• _Record extracts_
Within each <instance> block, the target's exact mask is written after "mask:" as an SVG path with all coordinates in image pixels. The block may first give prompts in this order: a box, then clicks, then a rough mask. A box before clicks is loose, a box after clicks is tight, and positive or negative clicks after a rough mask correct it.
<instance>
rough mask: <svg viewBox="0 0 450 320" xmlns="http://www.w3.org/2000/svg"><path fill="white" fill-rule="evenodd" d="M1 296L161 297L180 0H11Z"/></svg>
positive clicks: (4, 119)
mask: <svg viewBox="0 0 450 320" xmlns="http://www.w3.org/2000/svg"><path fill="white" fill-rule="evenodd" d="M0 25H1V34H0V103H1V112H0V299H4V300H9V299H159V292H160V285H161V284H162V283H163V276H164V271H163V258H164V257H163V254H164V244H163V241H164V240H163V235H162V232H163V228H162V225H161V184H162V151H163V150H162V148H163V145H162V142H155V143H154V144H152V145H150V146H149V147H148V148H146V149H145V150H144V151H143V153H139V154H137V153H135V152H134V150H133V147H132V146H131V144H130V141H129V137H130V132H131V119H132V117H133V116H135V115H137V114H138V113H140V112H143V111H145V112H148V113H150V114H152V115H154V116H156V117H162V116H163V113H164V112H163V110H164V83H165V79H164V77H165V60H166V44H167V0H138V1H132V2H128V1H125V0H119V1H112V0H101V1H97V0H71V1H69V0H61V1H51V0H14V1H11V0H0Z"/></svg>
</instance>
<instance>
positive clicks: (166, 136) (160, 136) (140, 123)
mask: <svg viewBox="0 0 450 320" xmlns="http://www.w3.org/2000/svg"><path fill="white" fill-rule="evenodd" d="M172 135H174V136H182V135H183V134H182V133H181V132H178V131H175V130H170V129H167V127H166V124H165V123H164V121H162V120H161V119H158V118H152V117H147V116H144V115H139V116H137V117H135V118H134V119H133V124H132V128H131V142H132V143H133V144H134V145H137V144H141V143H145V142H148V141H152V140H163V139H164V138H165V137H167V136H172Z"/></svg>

• _Directive_
Reproduce all of the rows above word for word, without changing anything.

• _Output of the task_
Within each <instance> block, the target's exact mask is written after "mask:" as an SVG path with all coordinates in image pixels. The block may first give prompts in this order: a box, then clicks, then a rough mask. A box before clicks is loose, a box after clicks is tight, and positive or negative clicks after a rough mask correct it.
<instance>
rough mask: <svg viewBox="0 0 450 320" xmlns="http://www.w3.org/2000/svg"><path fill="white" fill-rule="evenodd" d="M1 296L161 297L180 0H11Z"/></svg>
positive clicks: (4, 119)
mask: <svg viewBox="0 0 450 320" xmlns="http://www.w3.org/2000/svg"><path fill="white" fill-rule="evenodd" d="M0 25H1V34H0V103H1V112H0V299H4V300H9V299H159V292H160V285H161V284H162V283H163V276H164V271H163V258H164V257H163V254H164V244H163V241H164V240H163V235H162V232H163V228H162V225H161V184H162V151H163V150H162V148H163V145H162V142H155V143H154V144H152V145H150V146H149V147H148V148H146V149H145V150H144V151H143V153H139V154H137V153H135V152H134V150H133V147H132V146H131V144H130V141H129V137H130V132H131V119H132V117H133V116H135V115H137V114H138V113H140V112H143V111H145V112H148V113H150V114H152V115H154V116H156V117H162V116H163V113H164V112H163V110H164V83H165V79H164V77H165V60H166V44H167V0H138V1H132V2H128V1H125V0H119V1H112V0H101V1H97V0H71V1H69V0H61V1H51V0H14V1H11V0H0Z"/></svg>
</instance>
<instance>
positive clicks: (166, 136) (160, 136) (140, 123)
mask: <svg viewBox="0 0 450 320" xmlns="http://www.w3.org/2000/svg"><path fill="white" fill-rule="evenodd" d="M172 135H174V136H182V135H183V134H182V133H181V132H178V131H175V130H170V129H167V127H166V124H165V123H164V121H162V120H161V119H158V118H152V117H147V116H144V115H139V116H137V117H135V118H134V119H133V124H132V128H131V142H132V143H133V144H134V145H137V144H141V143H145V142H148V141H152V140H163V139H164V138H165V137H167V136H172Z"/></svg>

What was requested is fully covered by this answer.